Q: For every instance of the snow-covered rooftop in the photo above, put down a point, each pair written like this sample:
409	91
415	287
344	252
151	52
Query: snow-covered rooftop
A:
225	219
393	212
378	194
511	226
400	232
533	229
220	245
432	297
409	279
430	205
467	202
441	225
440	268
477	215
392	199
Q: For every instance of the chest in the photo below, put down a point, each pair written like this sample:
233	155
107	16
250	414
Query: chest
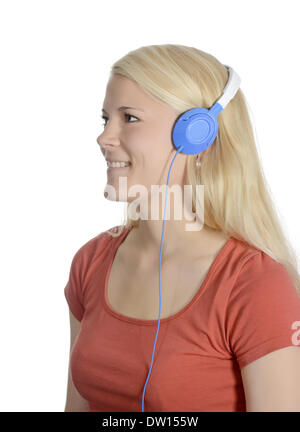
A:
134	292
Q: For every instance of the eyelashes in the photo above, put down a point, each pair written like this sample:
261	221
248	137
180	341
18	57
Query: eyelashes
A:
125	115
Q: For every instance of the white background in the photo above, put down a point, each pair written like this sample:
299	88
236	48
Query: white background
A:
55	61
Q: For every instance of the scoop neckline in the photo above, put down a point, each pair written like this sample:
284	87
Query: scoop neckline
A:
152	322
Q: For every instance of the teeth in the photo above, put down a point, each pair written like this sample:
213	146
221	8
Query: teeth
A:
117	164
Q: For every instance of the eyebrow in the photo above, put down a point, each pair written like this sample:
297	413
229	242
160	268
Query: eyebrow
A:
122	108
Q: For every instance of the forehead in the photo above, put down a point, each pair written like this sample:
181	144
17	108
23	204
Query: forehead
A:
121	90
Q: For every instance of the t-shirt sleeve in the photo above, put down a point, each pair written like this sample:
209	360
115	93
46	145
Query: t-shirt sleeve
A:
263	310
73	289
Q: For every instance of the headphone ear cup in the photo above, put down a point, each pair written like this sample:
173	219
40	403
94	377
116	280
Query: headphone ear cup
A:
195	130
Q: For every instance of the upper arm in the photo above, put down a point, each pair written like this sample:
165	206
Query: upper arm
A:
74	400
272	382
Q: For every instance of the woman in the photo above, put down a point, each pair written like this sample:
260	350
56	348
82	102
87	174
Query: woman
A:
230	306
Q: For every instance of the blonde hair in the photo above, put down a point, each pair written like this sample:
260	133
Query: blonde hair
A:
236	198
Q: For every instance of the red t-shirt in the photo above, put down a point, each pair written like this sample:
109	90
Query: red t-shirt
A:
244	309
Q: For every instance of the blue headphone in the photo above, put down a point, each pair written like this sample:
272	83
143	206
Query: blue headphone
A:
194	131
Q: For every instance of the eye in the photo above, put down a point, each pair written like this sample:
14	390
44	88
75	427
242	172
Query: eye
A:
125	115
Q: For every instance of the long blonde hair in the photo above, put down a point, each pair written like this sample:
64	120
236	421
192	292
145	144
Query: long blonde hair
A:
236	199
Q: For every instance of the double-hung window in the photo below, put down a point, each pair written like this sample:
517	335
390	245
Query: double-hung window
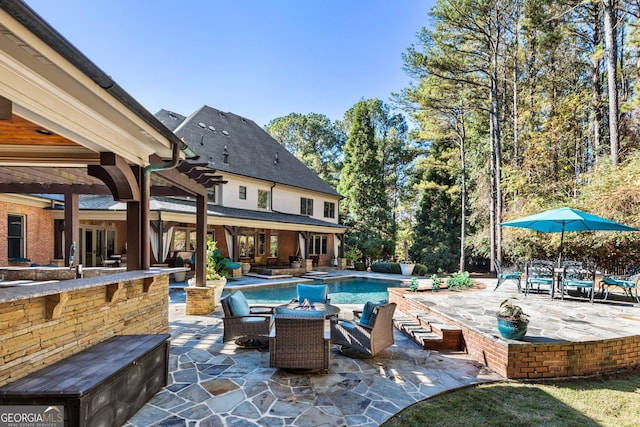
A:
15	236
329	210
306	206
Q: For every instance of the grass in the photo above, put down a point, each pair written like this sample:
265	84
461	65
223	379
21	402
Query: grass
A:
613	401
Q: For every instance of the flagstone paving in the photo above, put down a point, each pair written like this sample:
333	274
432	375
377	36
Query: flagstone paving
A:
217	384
---
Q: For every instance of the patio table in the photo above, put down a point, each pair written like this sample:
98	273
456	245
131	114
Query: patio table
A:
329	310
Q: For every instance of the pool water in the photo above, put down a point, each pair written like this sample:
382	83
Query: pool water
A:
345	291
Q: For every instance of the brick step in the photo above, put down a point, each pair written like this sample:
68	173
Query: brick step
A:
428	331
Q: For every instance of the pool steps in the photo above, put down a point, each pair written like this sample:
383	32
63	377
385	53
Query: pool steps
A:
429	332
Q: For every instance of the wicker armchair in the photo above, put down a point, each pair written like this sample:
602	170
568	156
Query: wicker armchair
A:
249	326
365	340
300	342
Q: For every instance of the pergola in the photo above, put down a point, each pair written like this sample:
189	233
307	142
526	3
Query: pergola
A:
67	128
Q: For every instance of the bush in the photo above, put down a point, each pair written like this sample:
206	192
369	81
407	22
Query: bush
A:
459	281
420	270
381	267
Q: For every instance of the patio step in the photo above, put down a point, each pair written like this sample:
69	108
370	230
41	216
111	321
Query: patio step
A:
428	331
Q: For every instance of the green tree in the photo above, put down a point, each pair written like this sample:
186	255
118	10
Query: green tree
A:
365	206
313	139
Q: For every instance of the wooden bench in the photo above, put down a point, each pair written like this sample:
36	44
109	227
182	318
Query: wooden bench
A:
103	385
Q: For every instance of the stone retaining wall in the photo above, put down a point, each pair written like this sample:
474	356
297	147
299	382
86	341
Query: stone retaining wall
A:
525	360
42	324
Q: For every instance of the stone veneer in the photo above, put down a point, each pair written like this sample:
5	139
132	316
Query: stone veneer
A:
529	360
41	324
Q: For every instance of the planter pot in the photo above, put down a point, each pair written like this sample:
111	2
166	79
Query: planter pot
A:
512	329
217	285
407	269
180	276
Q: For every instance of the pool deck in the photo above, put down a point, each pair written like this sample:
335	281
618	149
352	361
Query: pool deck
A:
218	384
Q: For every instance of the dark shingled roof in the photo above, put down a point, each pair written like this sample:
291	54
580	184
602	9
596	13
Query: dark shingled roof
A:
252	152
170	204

— WHAT TO PRODUCE —
For each line in the records that contains the word "shingled", make a copy.

— EXPECTED OUTPUT —
Q: For every instance of the dark shingled roof in the photo above, put down a point, each pair written like this sample:
Query: dark shingled roof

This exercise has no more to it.